══ EXCERPT TO READ

These counters reach the thousands within a few hours. Unfiltered charts make a healthy service appear to be failing.
Filter to the data plane's real endpoints (/v1/* and /mcp/*):
# Prometheus: keep only real customer traffic
router_requests_total{endpoint=~"^/v1/.*|^/mcp/.*"}
router_errors_total{endpoint=~"^/v1/.*|^/mcp/.*"}
// Azure Log Analytics / Application Insights equivalent
| extend endpoint = tostring(customDimensions.endpoint)
| where endpoint startswith "/v1/" or endpoint startswith "/mcp/"
Step c.1: deploy the OpenTelemetry collector
Deploy into the tars-dataplane namespace; any other namespace fails with unknown namespace for the cache. The ConfigMap below wires both logs and metrics pipelines, exposes router_* on a Prometheus scrape endpoint (:9464), and is ready to fan out to additional backends. See Send to a real observability backend.
cat <<'EOF' | kubectl apply -f -
apiVersion: v1
kind: ConfigMap
metadata:
name: otel-collector-config
namespace: tars-dataplane
data:
config.yaml: |
receivers:
otlp:
protocols:
http: { endpoint: 0.0.0.0:4318 }
grpc: { endpoint: 0.0.0.0:4317 }
processors:
batch: { timeout: 5s }
# Strip envoy's internal dynamic-modules scope prefix so router_* metrics
# ship with their canonical names (router_requests_total, etc.) instead
# of dynamicmodulescustom.router_requests_total.
transform/strip_scope:
metric_statements:
- context: metric
statements:
- replace_pattern(name, "^dynamicmodulescustom\\.", "")
exporters:
# In-cluster Prometheus scrape target. Names land clean as router_*.
prometheus:
endpoint: 0.0.0.0:9464
namespace: ""
send_timestamps: true
metric_expiration: 30m
resource_to_telemetry_conversion: { enabled: true }
service:
pipelines:
metrics:
receivers: [otlp]
processors: [transform/strip_scope, batch]
exporters: [prometheus]
# Add a 'logs' pipeline when forwarding envoy HTTP access logs
# (per-request method, status, path, MCP headers) to a backend
# such as Azure Monitor or Datadog. See "Send to a real
# observability backend" below for an example.

════
══ DATA SUPPLIED

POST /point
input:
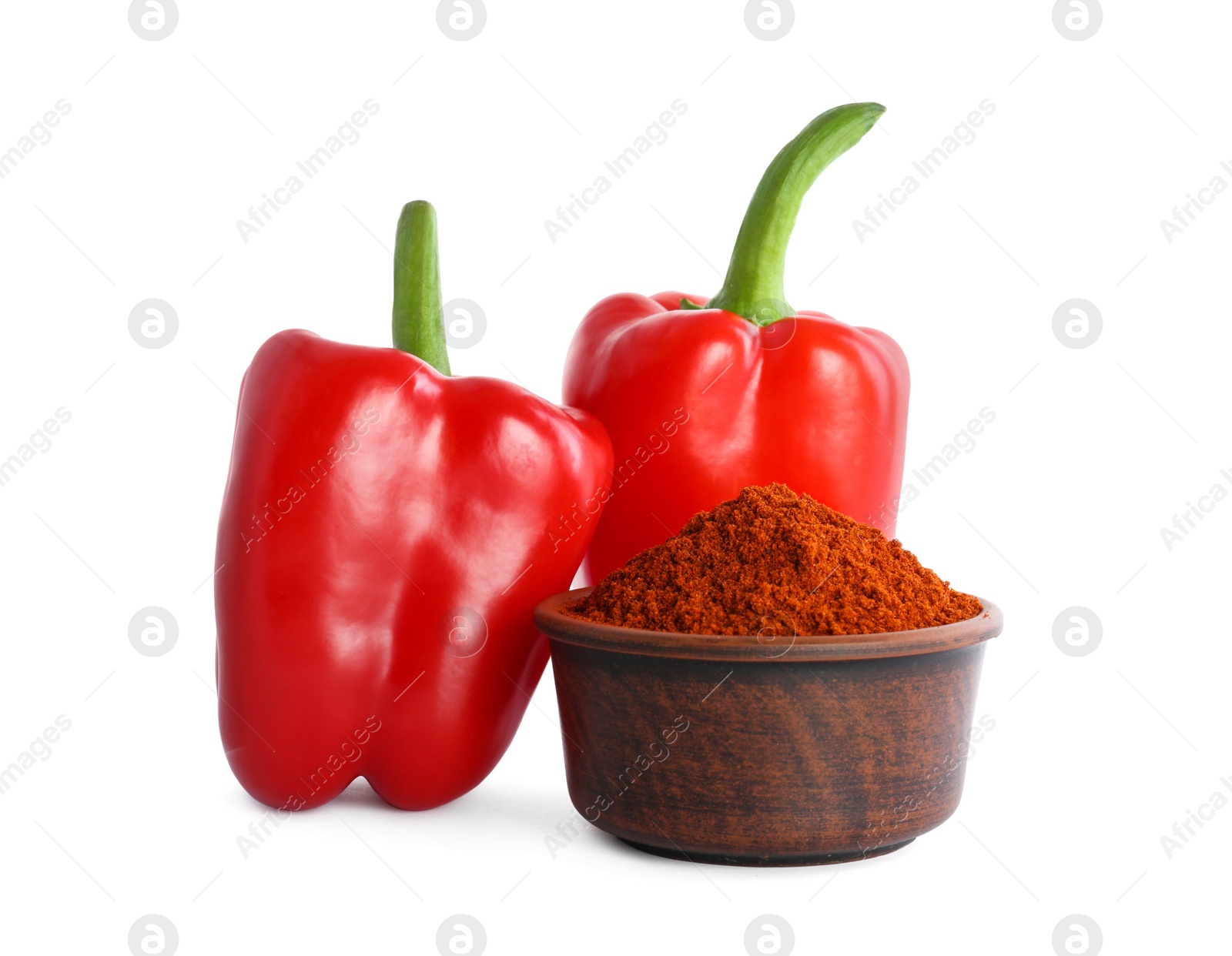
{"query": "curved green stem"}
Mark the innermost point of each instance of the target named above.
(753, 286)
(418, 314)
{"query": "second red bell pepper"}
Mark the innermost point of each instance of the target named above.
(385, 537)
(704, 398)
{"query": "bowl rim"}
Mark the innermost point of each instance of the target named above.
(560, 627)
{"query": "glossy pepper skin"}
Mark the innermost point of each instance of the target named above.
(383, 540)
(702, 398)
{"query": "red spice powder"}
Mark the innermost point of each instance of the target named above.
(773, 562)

════
══ DATA SUPPLIED

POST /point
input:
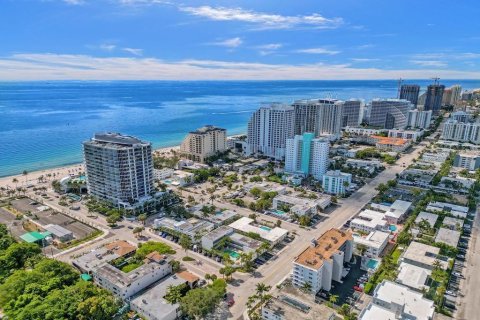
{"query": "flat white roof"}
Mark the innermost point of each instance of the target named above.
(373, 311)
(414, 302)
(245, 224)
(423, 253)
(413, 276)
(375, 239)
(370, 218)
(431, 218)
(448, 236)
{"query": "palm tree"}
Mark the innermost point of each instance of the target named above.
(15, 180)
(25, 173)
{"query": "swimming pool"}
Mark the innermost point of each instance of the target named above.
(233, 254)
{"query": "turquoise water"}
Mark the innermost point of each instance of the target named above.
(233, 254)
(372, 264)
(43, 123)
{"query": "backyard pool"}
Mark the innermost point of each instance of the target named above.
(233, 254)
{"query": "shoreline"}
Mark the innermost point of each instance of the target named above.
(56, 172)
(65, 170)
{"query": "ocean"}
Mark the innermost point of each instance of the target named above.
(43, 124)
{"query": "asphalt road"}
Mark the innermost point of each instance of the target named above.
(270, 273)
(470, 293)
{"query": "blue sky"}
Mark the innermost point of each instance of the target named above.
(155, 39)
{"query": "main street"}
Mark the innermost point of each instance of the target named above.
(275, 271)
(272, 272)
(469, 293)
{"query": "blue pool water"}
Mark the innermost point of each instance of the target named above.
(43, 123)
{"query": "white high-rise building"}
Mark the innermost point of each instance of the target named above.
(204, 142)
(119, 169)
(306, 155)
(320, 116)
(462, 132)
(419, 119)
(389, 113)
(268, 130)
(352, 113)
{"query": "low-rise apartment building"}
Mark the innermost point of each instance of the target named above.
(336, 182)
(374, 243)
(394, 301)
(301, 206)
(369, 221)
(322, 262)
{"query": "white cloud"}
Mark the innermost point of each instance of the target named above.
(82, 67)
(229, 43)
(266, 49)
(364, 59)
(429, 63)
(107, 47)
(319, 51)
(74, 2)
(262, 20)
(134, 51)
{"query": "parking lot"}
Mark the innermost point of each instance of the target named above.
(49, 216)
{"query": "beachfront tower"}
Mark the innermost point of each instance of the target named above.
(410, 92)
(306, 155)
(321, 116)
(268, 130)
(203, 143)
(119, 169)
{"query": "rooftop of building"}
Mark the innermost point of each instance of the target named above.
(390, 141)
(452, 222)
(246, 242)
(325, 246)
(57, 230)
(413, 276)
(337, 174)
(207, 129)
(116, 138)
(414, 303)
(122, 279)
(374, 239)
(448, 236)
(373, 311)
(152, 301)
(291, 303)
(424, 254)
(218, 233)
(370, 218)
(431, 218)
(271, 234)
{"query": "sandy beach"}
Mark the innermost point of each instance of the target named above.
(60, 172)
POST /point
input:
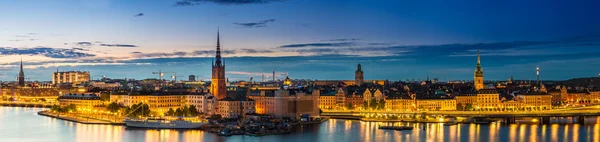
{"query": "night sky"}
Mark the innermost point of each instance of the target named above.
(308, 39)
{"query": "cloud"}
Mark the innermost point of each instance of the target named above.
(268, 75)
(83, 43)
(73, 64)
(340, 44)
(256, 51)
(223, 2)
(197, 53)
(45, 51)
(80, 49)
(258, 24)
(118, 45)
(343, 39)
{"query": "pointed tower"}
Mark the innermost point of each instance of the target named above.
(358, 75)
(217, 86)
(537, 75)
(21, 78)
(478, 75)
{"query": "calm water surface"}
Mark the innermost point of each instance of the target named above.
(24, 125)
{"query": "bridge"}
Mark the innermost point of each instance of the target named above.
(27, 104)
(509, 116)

════
══ DATA SUPPLIED

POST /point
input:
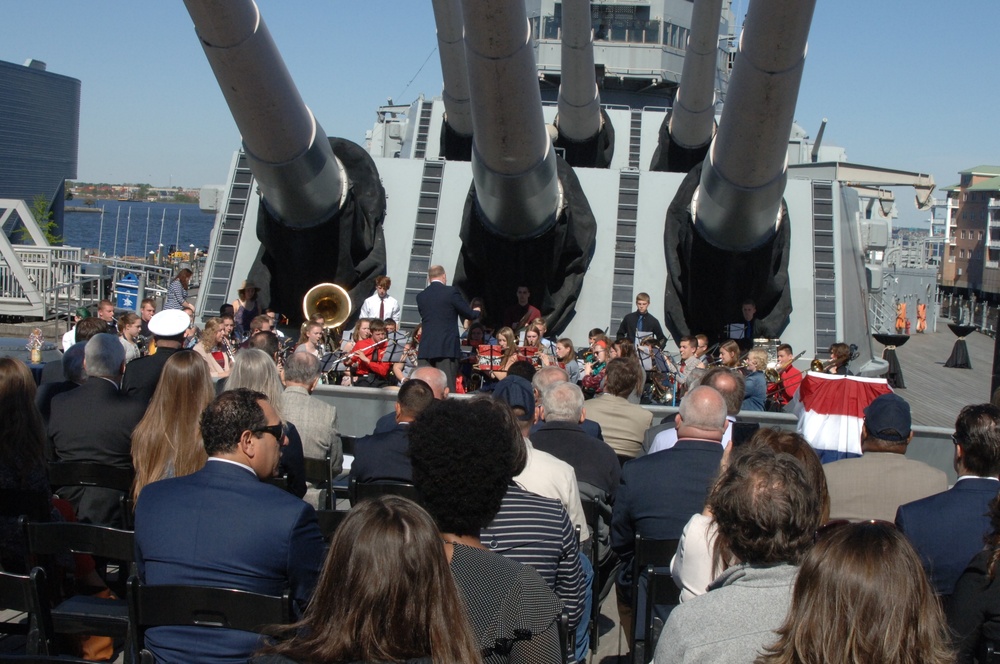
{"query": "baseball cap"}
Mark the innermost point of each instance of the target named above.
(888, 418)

════

REQUIRED WORK:
1 - Reproduce the stretch of the collector setup excerpt from "send_timestamps: true" through "for an example.", swapping "Datadog" for "Grafana".
2 - Name every setting configured under the prometheus exporter in the collector setup excerpt.
Work only from the collector setup excerpt, not the listing.

TASK ANSWERS:
1 -
send_timestamps: true
metric_expiration: 30m
resource_to_telemetry_conversion: { enabled: true }
service:
pipelines:
metrics:
receivers: [otlp]
processors: [transform/strip_scope, batch]
exporters: [prometheus]
# Add a 'logs' pipeline when forwarding envoy HTTP access logs
# (per-request method, status, path, MCP headers) to a backend
# such as Azure Monitor or Grafana. See "Send to a real
# observability backend" below for an example.

2 - endpoint, namespace, send_timestamps, metric_expiration, resource_to_telemetry_conversion